§ Records provided
──────────

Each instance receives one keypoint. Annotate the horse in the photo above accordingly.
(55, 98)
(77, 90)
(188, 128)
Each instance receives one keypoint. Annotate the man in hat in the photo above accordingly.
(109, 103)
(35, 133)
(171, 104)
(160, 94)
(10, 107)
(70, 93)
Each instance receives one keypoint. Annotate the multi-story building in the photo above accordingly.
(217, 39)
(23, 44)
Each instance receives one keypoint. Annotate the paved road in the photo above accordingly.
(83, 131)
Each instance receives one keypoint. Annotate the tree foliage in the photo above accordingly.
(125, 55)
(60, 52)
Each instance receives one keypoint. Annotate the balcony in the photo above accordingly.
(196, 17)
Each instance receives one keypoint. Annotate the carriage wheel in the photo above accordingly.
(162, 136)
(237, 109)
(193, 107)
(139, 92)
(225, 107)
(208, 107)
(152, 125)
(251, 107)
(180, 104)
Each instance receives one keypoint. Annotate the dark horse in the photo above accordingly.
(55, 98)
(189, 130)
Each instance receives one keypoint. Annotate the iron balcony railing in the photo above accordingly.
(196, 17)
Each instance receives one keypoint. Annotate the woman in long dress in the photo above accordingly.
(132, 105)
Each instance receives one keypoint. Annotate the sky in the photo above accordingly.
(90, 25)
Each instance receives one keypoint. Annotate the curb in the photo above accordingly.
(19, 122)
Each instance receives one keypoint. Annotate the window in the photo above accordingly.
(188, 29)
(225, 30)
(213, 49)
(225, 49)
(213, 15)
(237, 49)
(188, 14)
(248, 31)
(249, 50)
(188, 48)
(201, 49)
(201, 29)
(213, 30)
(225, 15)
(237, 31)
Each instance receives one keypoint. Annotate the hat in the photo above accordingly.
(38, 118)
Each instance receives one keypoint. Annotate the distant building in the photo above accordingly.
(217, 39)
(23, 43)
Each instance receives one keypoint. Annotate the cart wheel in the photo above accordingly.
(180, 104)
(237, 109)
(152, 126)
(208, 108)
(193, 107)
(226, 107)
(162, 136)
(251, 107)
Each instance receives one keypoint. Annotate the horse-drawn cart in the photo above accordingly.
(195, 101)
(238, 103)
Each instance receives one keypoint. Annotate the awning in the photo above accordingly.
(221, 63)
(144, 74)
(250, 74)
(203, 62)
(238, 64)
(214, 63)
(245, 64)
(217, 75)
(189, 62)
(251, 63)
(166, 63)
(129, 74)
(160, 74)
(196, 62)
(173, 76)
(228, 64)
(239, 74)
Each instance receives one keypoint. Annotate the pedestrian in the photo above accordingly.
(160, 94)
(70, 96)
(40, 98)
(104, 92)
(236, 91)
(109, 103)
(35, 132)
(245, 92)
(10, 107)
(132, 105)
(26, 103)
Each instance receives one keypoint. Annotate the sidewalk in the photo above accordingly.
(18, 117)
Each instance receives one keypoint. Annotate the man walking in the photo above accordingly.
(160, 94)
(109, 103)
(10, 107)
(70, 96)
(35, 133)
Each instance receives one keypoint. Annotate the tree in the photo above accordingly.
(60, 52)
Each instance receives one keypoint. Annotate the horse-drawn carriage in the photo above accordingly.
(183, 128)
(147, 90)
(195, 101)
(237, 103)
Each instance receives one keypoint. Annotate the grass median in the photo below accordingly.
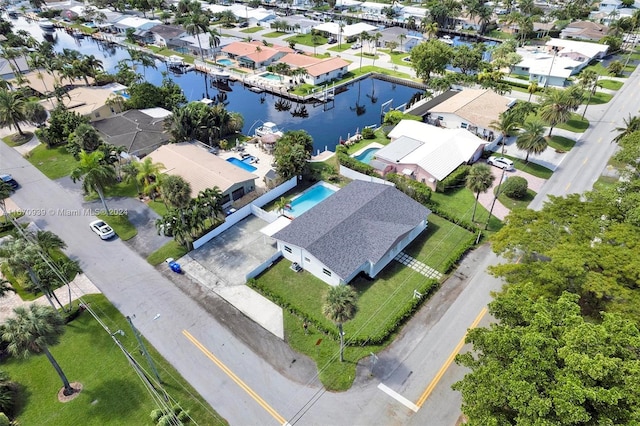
(112, 392)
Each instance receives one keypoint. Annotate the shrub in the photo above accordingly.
(368, 133)
(515, 187)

──────────

Copy all of the items above word for word, points included, but leave out the picture.

Each instance receives one keypoint. Annotate the horse in the photo above accordingly.
(55, 98)
(77, 90)
(188, 128)
Each instance receives one keypoint. Annotate the man in hat in the photo above accordingly.
(109, 103)
(35, 133)
(171, 104)
(160, 94)
(10, 107)
(70, 93)
Each instance receives one keypoint. Annotate the multi-story building in the photo above accordingly.
(217, 39)
(23, 44)
Each instance receives one keypoint. Annotate the paved road in the photo above accordingly.
(83, 131)
Each instance receives one keypoint. Annotate the tree foliage in the photo above accordingly.
(125, 55)
(60, 52)
Each instance receives one keypoint. Annotate the balcony in the photo above accordingly.
(196, 17)
Each instance receives one keypoint. Annotate the carriage wheel in the photo above accordingly.
(162, 136)
(237, 109)
(193, 107)
(139, 92)
(225, 107)
(208, 107)
(152, 125)
(251, 107)
(180, 104)
Each instance receives one keypoint. Annotate the dark horse in the photo above accordingly.
(55, 98)
(189, 130)
Each instance receives one keypoint. Annotate the iron balcony railing in the photo above accordingly.
(196, 17)
Each instance receives one keypoint. Annotate the woman in long dress in the photo above accordingly.
(132, 105)
Each instance receives one keypoint. Annotate the sky in the photo above accordingly.
(90, 25)
Each instance receives one keypoint. Annotate the curb in the photo above accordingly.
(19, 122)
Each instance receives one keypoint. Annotate the window in the photo above accordingly.
(188, 29)
(225, 30)
(213, 49)
(225, 49)
(213, 15)
(237, 49)
(188, 14)
(248, 31)
(249, 50)
(188, 48)
(201, 49)
(201, 29)
(213, 30)
(225, 15)
(237, 31)
Each instance receives one keypoint. Annotate the hat in the photo above accordingly.
(38, 118)
Each instance receives one keypoint. Annotate the distant building in the photo above accordingly.
(217, 39)
(23, 43)
Each instance receives one keypoint. Annotate the cart wheel in the photo above accordingly.
(180, 104)
(237, 109)
(152, 126)
(208, 108)
(193, 107)
(226, 107)
(162, 136)
(251, 107)
Each instance receives one keypoint. Annotate the horse-drawn cart in the photo above accordingly.
(195, 101)
(238, 103)
Each instance receives one keypoint. Annotate the awning in the photo above accordingly.
(221, 63)
(144, 74)
(250, 74)
(203, 62)
(238, 64)
(214, 63)
(245, 64)
(217, 75)
(189, 62)
(251, 63)
(166, 63)
(129, 74)
(160, 74)
(196, 62)
(173, 76)
(228, 64)
(239, 74)
Each instance receives one keypoint. Annotate the pedestrian in the photo above accordingly.
(160, 94)
(70, 96)
(40, 98)
(104, 92)
(236, 91)
(109, 103)
(35, 132)
(245, 92)
(10, 107)
(132, 105)
(26, 103)
Each instance receives one keypoint. Annotate the sidewalk in the photo above accordingly.
(18, 117)
Each instance receives one keypoint. Annotate the man walking in the photo above accordingly.
(160, 94)
(109, 103)
(10, 107)
(70, 96)
(35, 133)
Each instance receives one keypoint. Annotate the tree in the photo above accordingly.
(60, 52)
Each instance receives one keypoint. Annotate the horse-drawn carriage in the photo above accordingly.
(183, 128)
(147, 90)
(195, 101)
(237, 103)
Each instance receives one keypoint. Annotate the grass median in the photo below accordingly.
(112, 392)
Each instance receives one keypoint. Annotate the shrub in the photo above accordingly.
(368, 133)
(515, 187)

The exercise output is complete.